1) Reading and writing to memory addresses in such a way as to be interpreted by the memory controller to forward those actions to/from the PCI bus and other systems. That forwarding being controlled by reading and writing to addresses in a way that the MC interprets as commands to configure itself.

2) Ports -- which still exist for legacy reasons, but are long out of fashion.

What's #3?

The CPU core/cache uses its physical addresses to route loads and stores, but they don't have to go to the memory controller on the chip. They could go to the SMP unit if the memory controller for the data is on another chip. Or a PCI host bridge on the chip. Either directly to its register space, or to the register space or memory that belongs to a device behind it. These addresses are called "MMIO" memory mapped IO and are the way configuration is done. They are also slow, low bandwidth, synchronous.

x86 has "ports". I don't know about modern implementations but I would guess they are done with MMIO out the back end of the core (e.g., the CPU turns inb/outb instructions into accesses to special memory ranges).

Either way MMIO is the way to configure devices.

Supplied material:

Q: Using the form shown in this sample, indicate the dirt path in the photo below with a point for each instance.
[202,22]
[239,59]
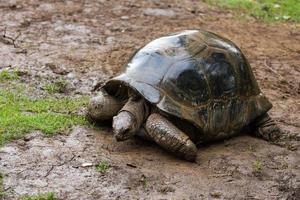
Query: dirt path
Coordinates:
[92,41]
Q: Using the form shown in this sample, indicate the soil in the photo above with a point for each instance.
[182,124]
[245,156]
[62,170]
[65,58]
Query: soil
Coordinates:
[86,42]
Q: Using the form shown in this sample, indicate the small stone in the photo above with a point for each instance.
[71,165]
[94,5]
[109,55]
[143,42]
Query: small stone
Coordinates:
[110,40]
[159,12]
[57,69]
[124,17]
[71,75]
[87,164]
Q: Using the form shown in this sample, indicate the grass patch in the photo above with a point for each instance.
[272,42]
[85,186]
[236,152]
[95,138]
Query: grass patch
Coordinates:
[58,86]
[47,196]
[2,194]
[20,114]
[6,75]
[267,10]
[103,167]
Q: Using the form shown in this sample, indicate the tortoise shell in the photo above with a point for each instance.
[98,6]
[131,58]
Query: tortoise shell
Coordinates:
[197,76]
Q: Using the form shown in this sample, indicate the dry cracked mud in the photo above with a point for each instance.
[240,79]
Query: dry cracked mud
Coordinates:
[90,41]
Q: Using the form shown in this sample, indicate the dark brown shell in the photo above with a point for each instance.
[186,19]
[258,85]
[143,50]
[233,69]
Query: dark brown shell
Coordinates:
[197,76]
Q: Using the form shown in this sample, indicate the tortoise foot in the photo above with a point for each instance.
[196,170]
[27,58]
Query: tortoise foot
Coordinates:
[267,129]
[168,136]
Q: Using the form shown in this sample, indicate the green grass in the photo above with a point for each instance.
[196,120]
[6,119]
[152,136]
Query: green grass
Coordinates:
[47,196]
[267,10]
[103,167]
[6,75]
[2,194]
[20,114]
[58,86]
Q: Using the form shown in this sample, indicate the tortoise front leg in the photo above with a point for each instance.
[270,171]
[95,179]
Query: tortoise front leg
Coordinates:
[168,136]
[267,129]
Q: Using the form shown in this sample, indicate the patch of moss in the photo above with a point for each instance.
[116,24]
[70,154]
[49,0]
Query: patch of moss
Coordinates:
[6,75]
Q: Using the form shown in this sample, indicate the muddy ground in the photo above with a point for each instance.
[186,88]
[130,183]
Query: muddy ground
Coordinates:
[88,42]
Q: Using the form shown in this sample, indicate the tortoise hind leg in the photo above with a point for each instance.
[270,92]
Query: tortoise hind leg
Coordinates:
[168,136]
[267,128]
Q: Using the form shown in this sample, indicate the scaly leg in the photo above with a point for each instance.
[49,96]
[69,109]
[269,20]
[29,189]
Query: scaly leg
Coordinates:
[168,136]
[267,128]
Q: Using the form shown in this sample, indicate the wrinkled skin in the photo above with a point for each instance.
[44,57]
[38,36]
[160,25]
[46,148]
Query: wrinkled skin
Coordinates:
[194,77]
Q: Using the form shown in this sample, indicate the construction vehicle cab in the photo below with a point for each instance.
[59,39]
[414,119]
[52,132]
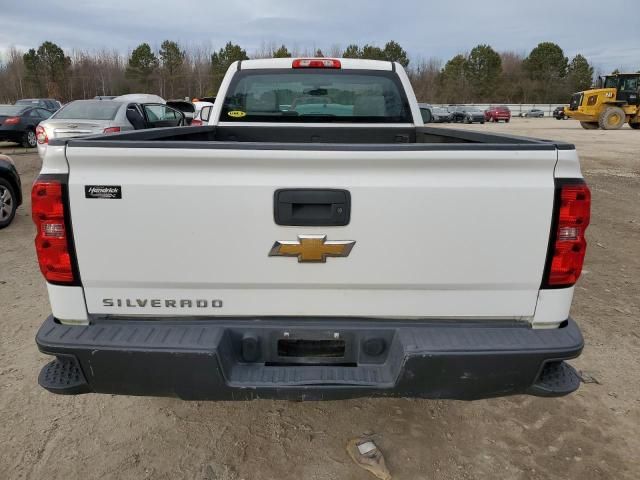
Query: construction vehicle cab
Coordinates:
[614,102]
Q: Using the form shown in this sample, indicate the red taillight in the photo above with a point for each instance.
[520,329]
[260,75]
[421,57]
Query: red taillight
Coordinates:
[573,211]
[316,63]
[52,246]
[41,135]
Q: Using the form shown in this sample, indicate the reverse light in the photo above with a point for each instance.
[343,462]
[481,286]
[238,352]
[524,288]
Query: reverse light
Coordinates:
[52,242]
[41,135]
[316,63]
[568,243]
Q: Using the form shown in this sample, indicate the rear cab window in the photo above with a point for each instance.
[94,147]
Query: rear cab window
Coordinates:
[316,95]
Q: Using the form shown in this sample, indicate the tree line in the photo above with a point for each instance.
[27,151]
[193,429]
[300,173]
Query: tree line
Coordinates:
[544,75]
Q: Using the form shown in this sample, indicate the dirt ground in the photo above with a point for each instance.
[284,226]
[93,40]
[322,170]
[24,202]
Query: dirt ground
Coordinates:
[592,434]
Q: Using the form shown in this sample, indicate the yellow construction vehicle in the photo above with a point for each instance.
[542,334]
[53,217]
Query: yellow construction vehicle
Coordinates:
[616,100]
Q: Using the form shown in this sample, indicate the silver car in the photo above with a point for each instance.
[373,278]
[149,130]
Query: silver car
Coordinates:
[94,117]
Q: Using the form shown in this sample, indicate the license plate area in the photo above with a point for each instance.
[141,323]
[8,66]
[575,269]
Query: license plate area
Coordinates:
[293,347]
[302,348]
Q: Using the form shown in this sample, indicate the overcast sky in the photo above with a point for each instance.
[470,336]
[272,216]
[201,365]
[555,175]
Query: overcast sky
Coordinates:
[606,32]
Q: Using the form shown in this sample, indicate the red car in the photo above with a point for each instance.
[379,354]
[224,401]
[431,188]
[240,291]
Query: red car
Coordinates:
[495,114]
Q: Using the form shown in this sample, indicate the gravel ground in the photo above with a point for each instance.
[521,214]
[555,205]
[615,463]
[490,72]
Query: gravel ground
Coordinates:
[594,433]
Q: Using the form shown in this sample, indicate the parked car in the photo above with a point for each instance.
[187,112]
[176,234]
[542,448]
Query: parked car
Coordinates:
[18,123]
[10,191]
[558,113]
[46,103]
[533,113]
[92,117]
[467,115]
[497,114]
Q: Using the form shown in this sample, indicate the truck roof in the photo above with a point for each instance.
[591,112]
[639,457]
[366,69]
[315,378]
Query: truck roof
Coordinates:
[347,63]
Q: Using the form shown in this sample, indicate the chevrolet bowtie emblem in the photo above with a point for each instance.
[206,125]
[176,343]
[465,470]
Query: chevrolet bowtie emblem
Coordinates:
[312,248]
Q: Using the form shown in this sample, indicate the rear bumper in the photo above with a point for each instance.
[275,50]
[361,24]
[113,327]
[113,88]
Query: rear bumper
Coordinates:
[212,360]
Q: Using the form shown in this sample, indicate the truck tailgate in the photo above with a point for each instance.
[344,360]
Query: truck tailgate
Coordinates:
[440,233]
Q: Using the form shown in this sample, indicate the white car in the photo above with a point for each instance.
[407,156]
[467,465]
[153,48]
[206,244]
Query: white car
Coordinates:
[316,240]
[94,117]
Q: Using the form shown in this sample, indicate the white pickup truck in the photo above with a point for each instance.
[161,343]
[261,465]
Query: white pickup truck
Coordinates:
[314,240]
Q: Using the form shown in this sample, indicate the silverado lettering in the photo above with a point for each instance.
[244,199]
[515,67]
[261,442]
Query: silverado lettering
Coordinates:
[158,303]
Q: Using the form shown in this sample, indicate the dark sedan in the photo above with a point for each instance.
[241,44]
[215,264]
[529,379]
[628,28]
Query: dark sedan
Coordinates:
[467,115]
[18,123]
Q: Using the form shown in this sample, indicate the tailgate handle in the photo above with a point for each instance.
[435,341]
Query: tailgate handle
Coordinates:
[311,207]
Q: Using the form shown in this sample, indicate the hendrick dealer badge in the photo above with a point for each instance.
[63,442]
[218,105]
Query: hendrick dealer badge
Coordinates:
[103,191]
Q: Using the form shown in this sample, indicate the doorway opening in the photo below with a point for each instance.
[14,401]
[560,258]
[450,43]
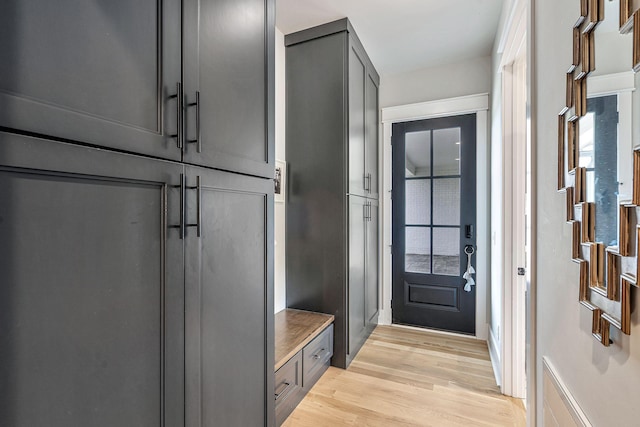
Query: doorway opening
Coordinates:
[434,211]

What you need to do:
a) In the forum excerpt on device access, how are MMIO addresses described in terms of speed and behavior?
b) Swap "doorway opening" for "entryway" in the listing lines that run from the line with "Q: Using the form shown in this sample, indicate the tailgate" through the end of the listing, and return those lines otherwise unchanged, leaving out the pictures.

Exercise results:
a) They are slow, low bandwidth, and synchronous.

b)
Q: Using the form shown in this sample, indicate the tailgate handle in the photo above with a point for each instance.
[435,341]
Query: tailgate handle
Coordinates:
[311,207]
Q: Using the form shown in this sample, indicate the hendrick dealer badge in the photo above with a point for each instance.
[63,442]
[218,105]
Query: hendrick dealer badge
Coordinates:
[103,191]
Q: Using the form shown in this sample, indicate the entryway in the photo below with a point for each instance.
[14,401]
[560,258]
[450,43]
Query: entryway
Coordinates:
[434,211]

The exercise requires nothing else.